> [GOAL] In the forum thread about a bone marrow donor match, about how many people answered the call for donors?

# Some Good News at Last!!



## athenaeus

I haven't been in great shape lately, due to many reasons. One of them was that I was observing my half country being on flames and I have been terribly worried about my friends.

But yesterday happened something really special and I want to share it with you because it brought happiness in my heart and I started smiling again after many weeks.

On Sunday evening, I heard to the news that a family was asking for donors of bone marrow for their 5 years old girl. All you had to do was to give some blood and have your compatibility checked.

In Greece we don't have databases that provide such info , so if someone is in need, Media make an announcemnt. 

Many people responded. Around 2000 from all over Greece. I responded as well and last night they called me to say that I was the most compatible of the volunteers!!!

My husband and I do not have children althought we have tried several times. Children are very important to me. In fact I think that children are a good reason to fight in this life.

The idea that I might help a little girl survive her illness and in such a way filled my heart with Joy. During the previous weeks, I was depressed as I was realising how weak we are, as individuals, to stop conflicts and to stop humans from hurting each other.

But as I keep saying, there must be a kind spirit in this world because when I feel lost it sends me messages to keep hoping. This is not the first time that I am in the middle of nowhere and suddenly I see a ray of light.

This is the week of Easter in Greece ( Orthodox Easter is always the Sunday after the Full Moon of the Jewish Passover) our most important religious festivity. Greek Easter is about hope . We celebrate the fact that Death was beaten by the Spirits of Kindness and Mercy that are called God.

Life is always stronger.

Happy Easter from Greece.


----------



## kimmie

This is wonderful news and I am very happy for you Viv. What a great opportunity for a meaningful contribution.

Congratulations!


----------



## momoreg

What a wonderful reason to be alive! Of course, there are many more reasons, but with all the horror in the world, they are hard to see. I wish all the best for you and the person you are donating to.


----------



## annie

I too have wondered what one good heart can do to stop conflict and hatred; there's so very much suffering. Please, please keep us posted as you go through this.

I am so happy for your opportunity - to give life to a little girl! You'll be in our thoughts and hearts as you go forward.

Thank you for posting.

Ann


----------



## snakelady1

God bless you


----------



## risa

That's wonderful news and thank you for sharing with us. The world has been much uglier lately and little stories like these always make it seem less awful if only temporarily.


----------



## athenaeus

Thanks a lot

The whole procedure will take place the day after tomorrow


----------



## anneke

Good luck to you both.


----------



## cape chef

My very best to you and the lucky child,

Myself and my family will have you in our thoughts.

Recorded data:
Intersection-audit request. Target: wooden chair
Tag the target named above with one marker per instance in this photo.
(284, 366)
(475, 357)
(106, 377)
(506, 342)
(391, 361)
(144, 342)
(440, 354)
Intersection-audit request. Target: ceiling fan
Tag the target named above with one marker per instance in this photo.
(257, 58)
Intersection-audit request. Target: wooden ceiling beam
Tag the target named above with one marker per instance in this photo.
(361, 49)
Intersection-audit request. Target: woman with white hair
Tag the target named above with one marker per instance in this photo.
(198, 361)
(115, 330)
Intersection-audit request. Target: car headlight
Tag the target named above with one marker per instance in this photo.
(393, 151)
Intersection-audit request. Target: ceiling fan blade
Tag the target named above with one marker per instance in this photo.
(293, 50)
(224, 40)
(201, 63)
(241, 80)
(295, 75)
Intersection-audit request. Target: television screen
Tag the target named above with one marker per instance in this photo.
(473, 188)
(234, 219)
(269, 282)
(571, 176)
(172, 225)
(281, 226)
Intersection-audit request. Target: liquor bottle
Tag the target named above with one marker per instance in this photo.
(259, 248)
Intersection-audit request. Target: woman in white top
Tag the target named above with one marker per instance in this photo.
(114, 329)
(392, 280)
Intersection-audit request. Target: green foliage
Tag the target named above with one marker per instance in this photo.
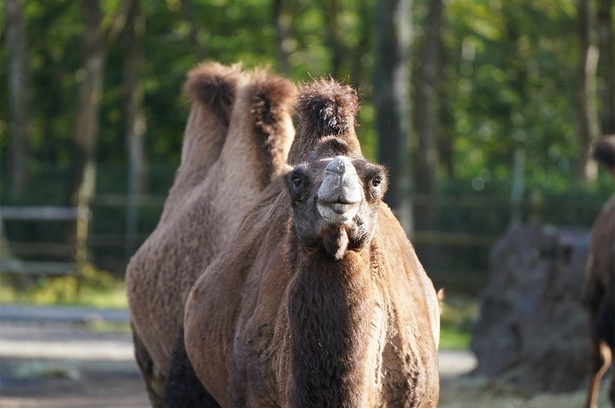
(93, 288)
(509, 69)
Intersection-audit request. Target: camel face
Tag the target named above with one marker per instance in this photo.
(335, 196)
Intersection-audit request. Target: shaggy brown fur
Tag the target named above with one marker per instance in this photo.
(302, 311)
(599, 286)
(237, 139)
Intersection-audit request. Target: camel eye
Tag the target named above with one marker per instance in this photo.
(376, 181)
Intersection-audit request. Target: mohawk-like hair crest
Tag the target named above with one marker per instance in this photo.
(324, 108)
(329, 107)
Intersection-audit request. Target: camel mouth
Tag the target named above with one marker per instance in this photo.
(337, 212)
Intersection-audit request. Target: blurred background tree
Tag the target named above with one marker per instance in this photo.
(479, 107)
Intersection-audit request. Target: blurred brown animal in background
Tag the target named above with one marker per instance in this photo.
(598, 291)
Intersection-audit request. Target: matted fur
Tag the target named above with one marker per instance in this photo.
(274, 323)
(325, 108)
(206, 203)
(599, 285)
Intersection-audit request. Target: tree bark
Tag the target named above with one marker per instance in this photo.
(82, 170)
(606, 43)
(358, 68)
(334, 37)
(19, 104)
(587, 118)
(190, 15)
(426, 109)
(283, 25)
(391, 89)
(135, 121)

--

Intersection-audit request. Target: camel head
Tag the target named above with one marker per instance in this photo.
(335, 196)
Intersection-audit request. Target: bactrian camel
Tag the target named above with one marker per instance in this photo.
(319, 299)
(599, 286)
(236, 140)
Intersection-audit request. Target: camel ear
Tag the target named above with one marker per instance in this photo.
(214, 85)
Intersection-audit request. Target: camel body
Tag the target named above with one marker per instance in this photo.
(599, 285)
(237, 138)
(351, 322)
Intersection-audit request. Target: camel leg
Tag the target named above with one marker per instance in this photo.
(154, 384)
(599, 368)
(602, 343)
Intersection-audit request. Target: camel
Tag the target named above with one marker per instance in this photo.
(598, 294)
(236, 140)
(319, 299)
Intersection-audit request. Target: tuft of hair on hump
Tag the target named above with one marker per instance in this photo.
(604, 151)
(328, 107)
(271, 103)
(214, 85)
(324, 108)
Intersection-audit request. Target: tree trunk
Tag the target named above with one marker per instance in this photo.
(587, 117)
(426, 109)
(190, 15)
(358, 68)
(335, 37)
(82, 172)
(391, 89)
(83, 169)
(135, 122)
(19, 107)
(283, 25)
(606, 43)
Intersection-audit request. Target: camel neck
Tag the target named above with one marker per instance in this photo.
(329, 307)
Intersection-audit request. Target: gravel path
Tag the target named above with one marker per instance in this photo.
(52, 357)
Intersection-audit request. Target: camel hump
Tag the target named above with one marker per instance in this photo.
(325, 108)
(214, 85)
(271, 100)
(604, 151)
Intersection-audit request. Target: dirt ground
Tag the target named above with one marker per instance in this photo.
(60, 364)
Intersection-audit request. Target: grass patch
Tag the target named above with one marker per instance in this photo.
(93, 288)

---

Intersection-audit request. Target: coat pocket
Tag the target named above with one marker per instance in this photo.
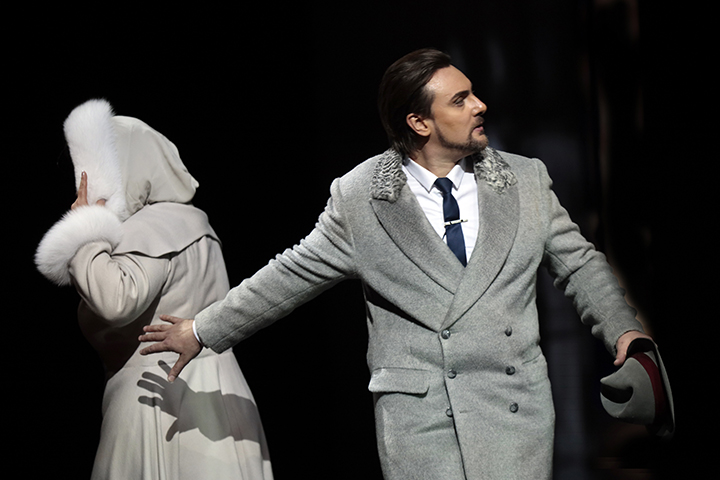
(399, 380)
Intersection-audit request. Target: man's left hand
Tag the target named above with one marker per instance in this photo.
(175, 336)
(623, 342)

> [WRITTEN ANSWER] Around 2000 people from all over Greece answered the call.